The data

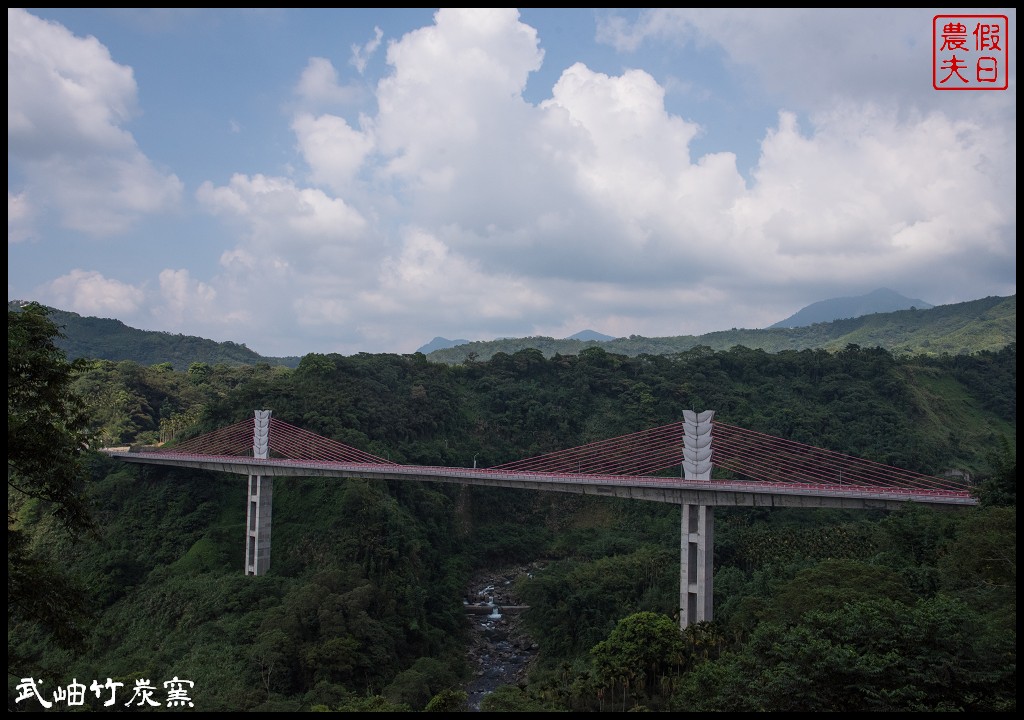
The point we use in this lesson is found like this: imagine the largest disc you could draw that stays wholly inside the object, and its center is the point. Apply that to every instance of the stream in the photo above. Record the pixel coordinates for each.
(500, 649)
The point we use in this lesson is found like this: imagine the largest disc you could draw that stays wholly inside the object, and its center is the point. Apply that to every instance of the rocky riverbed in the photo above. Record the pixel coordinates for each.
(501, 650)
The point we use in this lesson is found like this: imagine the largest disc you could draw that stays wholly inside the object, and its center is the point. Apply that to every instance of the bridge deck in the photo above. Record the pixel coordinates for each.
(667, 490)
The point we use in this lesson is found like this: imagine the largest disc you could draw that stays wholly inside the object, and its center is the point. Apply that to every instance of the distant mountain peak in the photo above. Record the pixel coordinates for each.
(881, 300)
(439, 343)
(590, 335)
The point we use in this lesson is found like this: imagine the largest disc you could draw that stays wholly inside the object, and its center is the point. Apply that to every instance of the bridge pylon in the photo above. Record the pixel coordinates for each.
(259, 502)
(696, 537)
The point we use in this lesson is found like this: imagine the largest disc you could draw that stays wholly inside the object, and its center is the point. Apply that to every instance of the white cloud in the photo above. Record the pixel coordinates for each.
(67, 101)
(19, 214)
(454, 206)
(318, 85)
(333, 150)
(360, 55)
(89, 293)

Activity
From the entries above, output every line exactly and omit any image.

Reply to the exercise
The point we use in this lesson is found like this: imagine the largest disc you could draw that stays wholly inside the object, and its center is the point. Apply that to every instance of the stream in the photo above. Record the pixel coordinates for each.
(500, 649)
The point we use in this lesson is found like this: imagine the largest disc you could draw that stays wholly inside the object, and its center is the point. Apply that to every instance of the rocky riverbed in the photo above. Record the pixel coordinates for each.
(501, 650)
The point we use in this lesson is found like this: imagine the largest disc you could draw that stays wholly inside the object, and its center is the point. Apply that to every instance of the bridge deck in the photo above. Record the pixel coordinates for each.
(667, 490)
The point we use in this lesson is found like this: imagine the largest disc you could draw that stays wholly inside the object, and its center is the point. Apply that to every instance of the distant mountain peak in the photo above. Record the pixel coordinates for each.
(881, 300)
(439, 343)
(590, 335)
The point we use in this lesson is found like this: imagine the largest disc you could draw that stays wholly inside the object, and its center is the point. Apply that to every instance of the bridge pylon in the photo above. Record the pixel coordinates for each.
(259, 502)
(696, 537)
The point we use in this lesson is found like this: imagine the largest disc you could draw that stays wholly inside the object, and its center is the point. Apply that to every instance of the white cloud in the photo above. Record the pixel coordinates for each.
(67, 101)
(19, 214)
(454, 206)
(318, 85)
(333, 150)
(360, 55)
(89, 293)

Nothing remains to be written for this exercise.